*** STUDY TEXT ***

Pump Up the (Early-Stage) Pipeline
Many companies these days face a real challenge in communicating their value to potential investors: They can't tell investors the story they want to hear, and they don't quite know how to tell the story investors need to hear.
What investors want to hear, of course, is that the late-stage pipeline is filled with high-value (and easy-to-evaluate) new products. Today, not many companies can boast that. There are exceptions—but throughout the industry, on average, there aren't enough products in the late-stage pipeline to even make up for the revenue lost to patent expirations.
The good news is that multiple opportunities exist for companies to play a more proactive role in shaping investor expectations.
We polled several dozen equity-research analysts and buy-side investors to identify those investor-relations activities that
would have the biggest impact in helping value a company's pipeline. They identified the following three strategies as key:
Companies that follow these strategies will achieve a fair assessment of their late-stage pipelines, with a greater likelihood that promising Phase II assets—particularly those that are likely to be on the market within a five-year horizon—would be appropriately reflected in their valuations.

*** End of STUDY TEXT ***

→ **REQUIRED WORK**:
**A)** In the pipeline text, who did the authors poll to find the most useful investor-relations activities?
**B)** Continue the text on valuing the early-stage pipeline from where it stops.

*** INFORMATION ***

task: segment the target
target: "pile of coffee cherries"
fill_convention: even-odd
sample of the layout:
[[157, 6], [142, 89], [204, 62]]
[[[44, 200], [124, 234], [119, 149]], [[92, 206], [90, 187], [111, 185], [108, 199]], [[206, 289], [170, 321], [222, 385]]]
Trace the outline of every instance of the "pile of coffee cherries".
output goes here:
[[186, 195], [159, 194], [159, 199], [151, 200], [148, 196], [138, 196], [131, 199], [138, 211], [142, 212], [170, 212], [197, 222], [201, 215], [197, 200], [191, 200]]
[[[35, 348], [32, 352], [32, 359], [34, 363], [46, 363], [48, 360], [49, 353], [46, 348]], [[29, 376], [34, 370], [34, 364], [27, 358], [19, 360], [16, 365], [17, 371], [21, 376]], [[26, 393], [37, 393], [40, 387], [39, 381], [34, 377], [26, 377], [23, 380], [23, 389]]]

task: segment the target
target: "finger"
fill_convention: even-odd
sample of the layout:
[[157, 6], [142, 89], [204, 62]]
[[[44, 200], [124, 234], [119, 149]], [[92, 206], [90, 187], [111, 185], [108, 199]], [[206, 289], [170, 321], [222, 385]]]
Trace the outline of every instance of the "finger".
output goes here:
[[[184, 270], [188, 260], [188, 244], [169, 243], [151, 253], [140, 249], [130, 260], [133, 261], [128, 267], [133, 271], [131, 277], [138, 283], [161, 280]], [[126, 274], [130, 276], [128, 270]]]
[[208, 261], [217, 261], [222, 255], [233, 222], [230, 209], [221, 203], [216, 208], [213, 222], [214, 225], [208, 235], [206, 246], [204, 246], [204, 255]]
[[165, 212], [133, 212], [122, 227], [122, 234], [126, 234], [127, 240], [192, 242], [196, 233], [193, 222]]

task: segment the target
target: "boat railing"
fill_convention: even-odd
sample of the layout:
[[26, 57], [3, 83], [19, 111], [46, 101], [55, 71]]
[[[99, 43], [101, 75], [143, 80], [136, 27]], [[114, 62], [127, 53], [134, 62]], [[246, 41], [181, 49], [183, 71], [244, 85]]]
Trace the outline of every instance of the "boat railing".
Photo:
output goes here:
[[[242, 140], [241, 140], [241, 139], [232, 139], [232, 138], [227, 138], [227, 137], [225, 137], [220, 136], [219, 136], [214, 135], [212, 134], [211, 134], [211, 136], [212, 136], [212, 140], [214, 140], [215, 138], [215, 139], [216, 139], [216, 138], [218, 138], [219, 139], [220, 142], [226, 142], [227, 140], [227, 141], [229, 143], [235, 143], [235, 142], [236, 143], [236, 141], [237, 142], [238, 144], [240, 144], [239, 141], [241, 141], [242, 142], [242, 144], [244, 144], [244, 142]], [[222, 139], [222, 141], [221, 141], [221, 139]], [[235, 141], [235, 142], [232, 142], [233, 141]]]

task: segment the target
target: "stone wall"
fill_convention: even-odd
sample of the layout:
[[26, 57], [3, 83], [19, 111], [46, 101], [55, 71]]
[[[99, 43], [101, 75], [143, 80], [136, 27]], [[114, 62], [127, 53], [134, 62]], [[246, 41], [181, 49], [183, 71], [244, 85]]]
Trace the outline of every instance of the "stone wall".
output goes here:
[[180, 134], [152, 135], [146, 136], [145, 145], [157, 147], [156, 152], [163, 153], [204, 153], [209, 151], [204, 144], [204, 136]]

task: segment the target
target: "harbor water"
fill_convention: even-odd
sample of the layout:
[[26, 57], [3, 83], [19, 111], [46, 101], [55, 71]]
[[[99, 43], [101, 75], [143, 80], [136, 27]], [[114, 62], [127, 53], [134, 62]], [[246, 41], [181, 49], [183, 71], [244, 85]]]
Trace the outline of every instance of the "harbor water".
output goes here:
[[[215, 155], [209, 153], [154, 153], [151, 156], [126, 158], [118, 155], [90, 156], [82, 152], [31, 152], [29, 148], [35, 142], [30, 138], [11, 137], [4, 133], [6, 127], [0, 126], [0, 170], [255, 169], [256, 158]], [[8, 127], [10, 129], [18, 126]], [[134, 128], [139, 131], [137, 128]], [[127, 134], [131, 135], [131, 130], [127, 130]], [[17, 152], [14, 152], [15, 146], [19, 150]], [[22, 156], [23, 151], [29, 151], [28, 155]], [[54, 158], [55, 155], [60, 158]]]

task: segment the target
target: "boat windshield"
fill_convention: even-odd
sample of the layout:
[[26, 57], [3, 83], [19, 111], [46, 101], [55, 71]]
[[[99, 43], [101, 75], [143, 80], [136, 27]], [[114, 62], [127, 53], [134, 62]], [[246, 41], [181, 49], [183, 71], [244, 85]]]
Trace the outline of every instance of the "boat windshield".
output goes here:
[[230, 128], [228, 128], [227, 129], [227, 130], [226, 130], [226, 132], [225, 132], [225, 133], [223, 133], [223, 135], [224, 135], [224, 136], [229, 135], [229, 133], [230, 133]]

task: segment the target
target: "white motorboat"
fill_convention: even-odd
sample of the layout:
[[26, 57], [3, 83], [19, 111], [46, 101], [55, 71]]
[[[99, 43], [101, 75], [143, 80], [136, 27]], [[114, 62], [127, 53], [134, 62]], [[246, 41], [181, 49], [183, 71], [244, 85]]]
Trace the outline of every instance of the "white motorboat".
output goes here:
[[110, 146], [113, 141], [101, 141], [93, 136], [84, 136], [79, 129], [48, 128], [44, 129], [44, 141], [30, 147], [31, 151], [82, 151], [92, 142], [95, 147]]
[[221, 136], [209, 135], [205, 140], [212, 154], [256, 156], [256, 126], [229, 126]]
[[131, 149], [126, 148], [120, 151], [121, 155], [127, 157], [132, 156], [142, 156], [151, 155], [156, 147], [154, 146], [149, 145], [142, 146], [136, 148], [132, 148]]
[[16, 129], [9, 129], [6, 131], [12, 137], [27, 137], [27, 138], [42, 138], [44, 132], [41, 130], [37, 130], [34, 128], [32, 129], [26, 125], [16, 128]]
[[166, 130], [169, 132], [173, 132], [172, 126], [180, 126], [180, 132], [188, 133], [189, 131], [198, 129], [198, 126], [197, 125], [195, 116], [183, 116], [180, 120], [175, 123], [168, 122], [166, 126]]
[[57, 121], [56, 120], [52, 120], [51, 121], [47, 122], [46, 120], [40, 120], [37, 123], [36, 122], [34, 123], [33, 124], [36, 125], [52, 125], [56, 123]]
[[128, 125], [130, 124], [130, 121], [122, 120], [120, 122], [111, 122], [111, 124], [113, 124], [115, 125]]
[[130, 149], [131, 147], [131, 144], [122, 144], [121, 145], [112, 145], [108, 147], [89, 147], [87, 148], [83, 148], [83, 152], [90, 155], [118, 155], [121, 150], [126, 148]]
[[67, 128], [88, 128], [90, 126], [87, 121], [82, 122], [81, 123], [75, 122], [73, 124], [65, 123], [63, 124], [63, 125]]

*** End of INFORMATION ***

→ **ANSWERS BY TASK**:
**A)** Several dozen equity-research analysts and buy-side investors.

**B)**
Step 1: Keep the Channels of Communication Open
Frequent and focused communication is essential for any strategy aimed at deriving fair credit for pipeline products. Given the breadth of a company's pipeline and the sheer number of mid- to late-stage offerings, investors need guidance around key assets and the related market opportunities. Companies should consider hosting more R&D days as a venue to showcase products to investors and to keep them up-to-date on important development milestones. When such events are held too infrequently, investors are often overwhelmed by large volumes of data and don't have adequate time to obtain the appropriate level of detail, in effect forcing them to select only a subset of products to focus on. R&D days should be held once a year at a minimum (potentially twice a year for companies with very large pipelines).
For companies with sufficiently diverse mid-stage pipelines, holding events focused on therapeutic areas would provide a way of highlighting a manageable subset of products. Novartis was cited by analysts as a prominent example of a company that does this well. For instance, during the annual meeting of the American Society of Clinical Oncology (ASCO), Novartis hosts an oncology-focused investor event in which data from studies sponsored by the company are presented. Such events inform investors of progress related to key products and frame this progress in the context of Novartis's overall oncology pipeline.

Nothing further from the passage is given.